REQUIRED ACTION A:
In the article on corporate veils and divorce in Ghana, why can a financially dominant spouse put assets outside the matrimonial pool? Explain in one to three sentences.
REQUIRED ACTION B:
Pick up the article on corporate veils and divorce in Ghana after its last sentence and carry it forward.

SOURCE TEXT:

========================================================================

In the quiet courtrooms of Ghana, behind the formalities of legal robes and wooden benches, a subtle legal challenge is emerging. It is not about politics or crime. Rather, it’s about marriage, money, and the hidden power of corporate law.
What happens when a spouse hides marital assets behind a company name? Can justice see through the veil that law itself has built, and what does it look like when love, law, and business collide?
These are the provocative questions at the heart of “When the Corporate Veil Hides the Matrimonial Estate: A Case for Legal Reform in Ghana,” written by Priscilla Akua Vitoh and published in the Journal of African Law (2025). In this forward-looking paper, Vitoh argues that Ghana’s legal system must be reformed to protect financially disadvantaged spouses in divorce cases where corporate structures are used to conceal assets.
Her argument bridges two worlds: company law, which shields companies as separate legal entities, and family law, which seeks fairness in the distribution of marital property. When these worlds collide, the law faces a dilemma: Should the courts uphold separate legal personality at the cost of fairness or lift the corporate veil to reveal the truth?
In exploring this question, Vitoh calls for a delicate balance between upholding business integrity and ensuring justice for financially vulnerable spouses. Her proposal, grounded in a comparative analysis between Ghana and the United Kingdom, suggests that it is possible to achieve both legal certainty and equitable outcomes, only if the Ghanaian court is willing to “lift” the corporate veil rather than “pierce” it.
The Problem: When Companies Become Shields
Across Ghana, many couples build lives intertwined with business; forming companies, investing, and acquiring property together. Yet, as Vitoh observes, the same corporate structures that enable growth can also hide wealth when marriage ends.
Because a company is a separate legal entity, any property in its name belongs to it alone. This allows a financially dominant spouse to move assets into a company and, on paper, place them outside the matrimonial pool.
As Vitoh explains, this turns corporate personality into a practical barrier for courts trying to divide property fairly. The financially vulnerable spouse, usually the one who contributed through unpaid care or informal labour, may be left with little leverage. She frames the issue as a gap between commercial form and family justice: how to respect legitimate business structures without allowing them to be used as shields against fairness when a marriage ends.

========================================================================

RAW DATA:
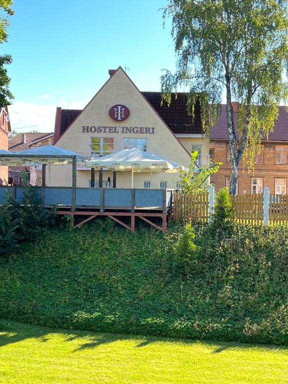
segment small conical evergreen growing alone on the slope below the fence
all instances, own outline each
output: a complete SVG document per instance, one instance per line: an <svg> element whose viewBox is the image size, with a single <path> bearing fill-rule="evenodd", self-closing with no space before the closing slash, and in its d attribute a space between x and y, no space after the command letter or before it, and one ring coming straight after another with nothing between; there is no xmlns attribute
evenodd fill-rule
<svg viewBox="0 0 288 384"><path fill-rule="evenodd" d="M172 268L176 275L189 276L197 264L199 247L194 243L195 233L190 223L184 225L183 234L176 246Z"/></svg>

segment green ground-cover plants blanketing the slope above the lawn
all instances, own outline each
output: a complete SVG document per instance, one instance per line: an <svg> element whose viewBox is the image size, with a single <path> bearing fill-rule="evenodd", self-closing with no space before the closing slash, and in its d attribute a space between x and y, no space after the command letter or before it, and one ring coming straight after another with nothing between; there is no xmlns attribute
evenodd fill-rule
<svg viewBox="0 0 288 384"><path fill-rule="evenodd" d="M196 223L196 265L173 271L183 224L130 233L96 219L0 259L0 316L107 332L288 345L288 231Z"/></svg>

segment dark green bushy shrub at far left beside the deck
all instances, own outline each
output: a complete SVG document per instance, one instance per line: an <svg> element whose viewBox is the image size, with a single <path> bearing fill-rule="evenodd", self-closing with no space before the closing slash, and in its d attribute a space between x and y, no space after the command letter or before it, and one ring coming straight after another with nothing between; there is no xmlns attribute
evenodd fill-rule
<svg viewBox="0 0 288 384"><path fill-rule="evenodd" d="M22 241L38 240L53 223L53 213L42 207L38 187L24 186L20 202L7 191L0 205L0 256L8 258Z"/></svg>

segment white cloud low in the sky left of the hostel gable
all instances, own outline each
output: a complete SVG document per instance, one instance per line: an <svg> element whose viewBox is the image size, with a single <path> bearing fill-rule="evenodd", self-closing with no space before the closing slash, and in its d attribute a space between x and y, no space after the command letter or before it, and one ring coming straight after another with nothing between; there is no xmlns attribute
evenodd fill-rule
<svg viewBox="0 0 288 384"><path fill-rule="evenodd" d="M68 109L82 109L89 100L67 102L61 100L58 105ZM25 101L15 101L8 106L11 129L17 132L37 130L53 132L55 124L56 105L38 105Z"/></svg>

========================================================================

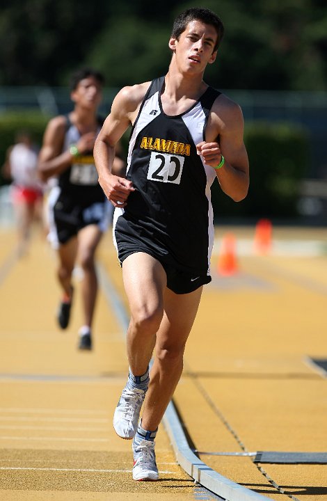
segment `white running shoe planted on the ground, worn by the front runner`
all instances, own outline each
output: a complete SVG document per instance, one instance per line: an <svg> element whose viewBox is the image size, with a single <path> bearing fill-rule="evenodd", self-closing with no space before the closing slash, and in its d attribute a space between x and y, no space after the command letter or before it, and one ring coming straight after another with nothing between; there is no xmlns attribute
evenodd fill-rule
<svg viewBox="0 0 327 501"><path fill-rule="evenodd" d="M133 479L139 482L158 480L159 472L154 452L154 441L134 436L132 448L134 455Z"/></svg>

========================================================================

EXERCISE ANSWER A:
A company is a separate legal entity, so any property held in its name belongs to the company alone. By moving assets into a company, a spouse can make them, on paper, no longer part of the matrimonial pool.

EXERCISE ANSWER B:
The author reminds readers that the misuse of company law in divorce cases is more than a technical flaw; it’s a matter of justice and equality. When one spouse hides wealth through a company, the imbalance often mirrors broader gendered power gaps.
Ensuring fair asset division, she argues, strengthens women’s property rights and aligns with global equality goals such as SDG 5. A veil-lifting approach would make the process more transparent, preventing financially dominant spouses from exploiting legal structures.
In this way, Vitoh links corporate reform to social fairness and economic empowerment, ensuring that equity within marriage keeps pace with modern business realities.
The English Precedent: Lessons from Prest v Petrodel
To illustrate how the law might respond when companies are used to conceal marital property, the author turns to English jurisprudence, most notably the landmark case Prest v Petrodel Resources Ltd (2013), alongside related decisions that have shaped how courts interpret ownership and control within company structures.
The dispute in Prest involved a wealthy businessman who held several properties through companies he controlled. His wife sought a fair share during their divorce, but the companies claimed the assets were theirs alone.
The UK Supreme Court agreed that the company had a separate legal personality, yet found that the husband’s control and use of the company justified treating those assets as part of the marital estate.
From this case emerged what became known as the “concealment principle.” The idea is that courts do not have to destroy or ignore a company’s existence to achieve fairness; instead, they can look behind the company’s structure to uncover who truly owns or controls the assets.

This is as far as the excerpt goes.